===== Extracted entries
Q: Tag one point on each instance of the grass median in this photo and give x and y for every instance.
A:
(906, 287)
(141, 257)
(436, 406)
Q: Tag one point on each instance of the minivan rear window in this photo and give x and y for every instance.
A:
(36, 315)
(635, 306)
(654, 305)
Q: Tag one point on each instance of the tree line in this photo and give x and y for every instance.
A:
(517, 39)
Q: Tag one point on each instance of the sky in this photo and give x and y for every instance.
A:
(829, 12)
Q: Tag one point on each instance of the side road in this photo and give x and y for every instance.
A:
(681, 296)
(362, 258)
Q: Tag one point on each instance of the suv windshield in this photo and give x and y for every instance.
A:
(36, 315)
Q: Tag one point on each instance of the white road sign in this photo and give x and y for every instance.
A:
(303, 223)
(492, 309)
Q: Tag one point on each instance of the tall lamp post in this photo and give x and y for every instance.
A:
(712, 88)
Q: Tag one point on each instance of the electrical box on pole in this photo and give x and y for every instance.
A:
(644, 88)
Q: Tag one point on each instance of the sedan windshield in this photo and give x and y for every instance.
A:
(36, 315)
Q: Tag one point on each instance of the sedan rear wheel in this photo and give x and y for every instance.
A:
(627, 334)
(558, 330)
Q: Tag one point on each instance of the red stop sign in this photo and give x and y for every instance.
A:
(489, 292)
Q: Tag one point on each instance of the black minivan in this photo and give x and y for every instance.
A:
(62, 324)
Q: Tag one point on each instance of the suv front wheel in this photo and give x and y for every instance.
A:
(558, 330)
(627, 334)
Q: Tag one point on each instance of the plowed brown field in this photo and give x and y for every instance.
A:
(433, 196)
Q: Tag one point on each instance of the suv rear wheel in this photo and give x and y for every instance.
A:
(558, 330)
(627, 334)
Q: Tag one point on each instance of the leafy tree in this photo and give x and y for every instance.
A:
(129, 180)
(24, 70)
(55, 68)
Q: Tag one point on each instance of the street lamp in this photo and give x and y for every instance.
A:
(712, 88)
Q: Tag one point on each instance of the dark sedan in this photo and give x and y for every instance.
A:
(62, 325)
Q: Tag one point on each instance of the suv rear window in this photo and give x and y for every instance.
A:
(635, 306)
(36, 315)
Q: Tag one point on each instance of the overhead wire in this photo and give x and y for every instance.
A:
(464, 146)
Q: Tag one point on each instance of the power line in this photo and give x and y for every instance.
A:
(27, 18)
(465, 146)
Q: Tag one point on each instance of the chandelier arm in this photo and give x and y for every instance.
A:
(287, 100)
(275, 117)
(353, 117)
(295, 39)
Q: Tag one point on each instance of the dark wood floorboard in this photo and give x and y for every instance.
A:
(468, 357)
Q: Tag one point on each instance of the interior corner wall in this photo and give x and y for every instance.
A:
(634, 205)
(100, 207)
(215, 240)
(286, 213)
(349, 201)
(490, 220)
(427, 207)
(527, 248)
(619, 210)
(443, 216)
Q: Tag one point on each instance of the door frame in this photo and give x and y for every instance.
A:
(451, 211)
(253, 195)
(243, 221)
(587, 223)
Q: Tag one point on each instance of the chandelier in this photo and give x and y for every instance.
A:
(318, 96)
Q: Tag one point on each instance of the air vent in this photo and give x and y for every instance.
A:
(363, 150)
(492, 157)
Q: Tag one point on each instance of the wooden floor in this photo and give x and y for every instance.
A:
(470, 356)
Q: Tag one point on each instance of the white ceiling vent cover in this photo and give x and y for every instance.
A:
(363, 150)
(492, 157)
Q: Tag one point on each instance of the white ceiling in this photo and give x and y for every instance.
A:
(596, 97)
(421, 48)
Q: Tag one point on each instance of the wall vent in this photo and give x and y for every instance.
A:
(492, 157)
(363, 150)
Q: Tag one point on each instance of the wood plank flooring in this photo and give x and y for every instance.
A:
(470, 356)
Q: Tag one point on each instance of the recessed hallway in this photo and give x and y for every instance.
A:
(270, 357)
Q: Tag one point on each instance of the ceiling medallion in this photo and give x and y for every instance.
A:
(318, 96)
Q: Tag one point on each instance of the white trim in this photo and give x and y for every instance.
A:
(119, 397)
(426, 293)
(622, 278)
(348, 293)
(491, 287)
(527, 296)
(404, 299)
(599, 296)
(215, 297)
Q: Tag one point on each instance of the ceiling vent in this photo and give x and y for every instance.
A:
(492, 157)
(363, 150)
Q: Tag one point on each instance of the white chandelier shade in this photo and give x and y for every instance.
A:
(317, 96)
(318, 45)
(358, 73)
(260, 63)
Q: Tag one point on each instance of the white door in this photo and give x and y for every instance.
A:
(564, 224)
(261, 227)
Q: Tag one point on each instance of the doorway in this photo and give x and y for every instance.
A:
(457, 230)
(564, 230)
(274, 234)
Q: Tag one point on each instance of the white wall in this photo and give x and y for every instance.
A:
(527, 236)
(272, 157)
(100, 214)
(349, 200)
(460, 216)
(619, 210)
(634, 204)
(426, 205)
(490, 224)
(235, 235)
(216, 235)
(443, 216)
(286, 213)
==========
Exercise:
In this exercise, reproduce each line above exactly.

Exercise result:
Q: Tag one point on each instance of the grass median in this photo and give x and y for every instance.
A:
(906, 287)
(141, 257)
(436, 406)
Q: Tag one point on each instance of the minivan rear window in this photo and give x and y for every instance.
A:
(36, 315)
(635, 306)
(654, 305)
Q: Tag one point on each instance of the tree line in this photo and give x and y for every instance.
A:
(517, 39)
Q: Tag one point on each instance of the sky in this photo and give x and y for every instance.
A:
(829, 12)
Q: Tag one point on each instance of the side road in this photo and give x and y for every instance.
A:
(681, 296)
(362, 258)
Q: Tag one point on each instance of the suv windshield in this photo and give x and y for every instance.
A:
(36, 315)
Q: Tag one point on each instance of the white road sign in this photo and give x and y for every instance.
A:
(303, 223)
(492, 309)
Q: Tag one point on each instance of the tall lamp post in this photo and give x and y for every instance.
A:
(712, 88)
Q: Tag one point on each instance of the electrical box on pole in this photo and give x and y for every instance.
A:
(644, 88)
Q: Tag one point on each instance of the sedan windshield in this photo and give x and y for every instance.
A:
(36, 315)
Q: Tag one point on each instance of the sedan rear wheel in this photo and give x and y for every instance.
A:
(627, 334)
(558, 330)
Q: Tag one point on each instance of the red stop sign in this photo and give x and y for every instance.
A:
(489, 292)
Q: Tag one point on each instance of the black minivan in this photo and give x and y for every instance.
A:
(62, 324)
Q: Tag one point on each instance of the suv front wheel in this photo and give x and y for every instance.
A:
(558, 330)
(627, 334)
Q: Tag one point on each instance of the plowed brown field in this photo and give x and y for every instance.
A:
(433, 196)
Q: Tag one point on each instance of the suv rear wheel in this photo and give x and y for every instance.
A:
(558, 330)
(627, 334)
Q: Tag one point on each instance of the leafy tree in this photo and give x and y for every instance.
A:
(129, 180)
(24, 70)
(55, 68)
Q: Tag one point on each instance of the street lamp in this photo and give x and y for every instance.
A:
(712, 88)
Q: Tag one point on each instance of the dark sedan in this photo and give x and y for every instance.
A:
(62, 325)
Q: Tag one point on each instance of the suv rear window in this photo and give x and y for every instance.
A:
(635, 306)
(36, 315)
Q: Tag one point on each instance of the overhead wire in this photo and give x and y for every instance.
A:
(464, 146)
Q: Tag one point on each instance of the power line in this photo and give x and y for every instance.
A:
(27, 18)
(465, 146)
Q: Tag one point on each instance of the chandelier arm in this photo and give x and y for every instance.
A:
(287, 100)
(275, 117)
(353, 117)
(295, 39)
Q: Tag one point on each instance of the dark wood floorboard in this photo and give x and y for every instance.
A:
(468, 357)
Q: Tag one point on each instance of the interior corner wall in this photo and give x and y for every instance.
A:
(634, 205)
(100, 207)
(215, 240)
(286, 213)
(349, 201)
(490, 220)
(427, 207)
(527, 248)
(619, 210)
(443, 216)
Q: Tag one point on each instance of the door frame in this photo and give x and y for every instance.
A:
(451, 211)
(253, 195)
(243, 221)
(587, 223)
Q: Tag one point on each instance of the chandelier in this photo and give x and y for every instance.
A:
(318, 96)
Q: Tag one point on each instance of the air vent in this photo and give x and y for every instance.
A:
(363, 150)
(492, 157)
Q: Tag one point on each instance of the wooden floor in this photo and give x and y for every instance.
A:
(470, 356)
Q: Tag one point on each instance of the white ceiling vent cover in this photo and give x and y for every instance.
A:
(363, 150)
(492, 157)
Q: Tag one point on each instance of the white ceiling in this photo and give x and y for every instance.
A:
(596, 97)
(421, 48)
Q: Tag one point on each instance of the wall vent in this photo and give x and y for every instance.
A:
(492, 157)
(363, 150)
Q: Tag one point on each instance of the wood plank flooring in this photo and give x and y for every instance.
A:
(470, 356)
Q: Tag one point on each instance of the recessed hallway in this photo and give x and y for every instance.
A:
(270, 357)
Q: Tag one point on each instance of the ceiling medallion in this photo and give x and y for every instance.
A:
(318, 96)
Q: Tag one point on each instance of the white trim in this photo and give x and y for every instance.
A:
(119, 397)
(426, 293)
(622, 278)
(348, 293)
(491, 287)
(527, 296)
(404, 299)
(599, 296)
(215, 297)
Q: Tag one point on each instance of the ceiling vent in this photo and give x and y for every instance.
A:
(492, 157)
(363, 150)
Q: Tag one point on each instance of the white chandelier shade in this photo and give x and y for every instance.
A:
(317, 96)
(318, 45)
(358, 73)
(260, 63)
Q: Tag one point on each instance of the white door in this photo and give x and y for every instance.
A:
(564, 224)
(261, 227)
Q: Tag one point on each instance of the doorway in this photo and give x and y for every instance.
A:
(457, 230)
(564, 230)
(274, 234)
Q: Tag one point on each instance of the white wall in this photo and give x and y for every instance.
A:
(527, 236)
(272, 157)
(100, 214)
(349, 200)
(460, 216)
(619, 210)
(634, 204)
(426, 205)
(490, 224)
(235, 235)
(216, 235)
(443, 216)
(286, 213)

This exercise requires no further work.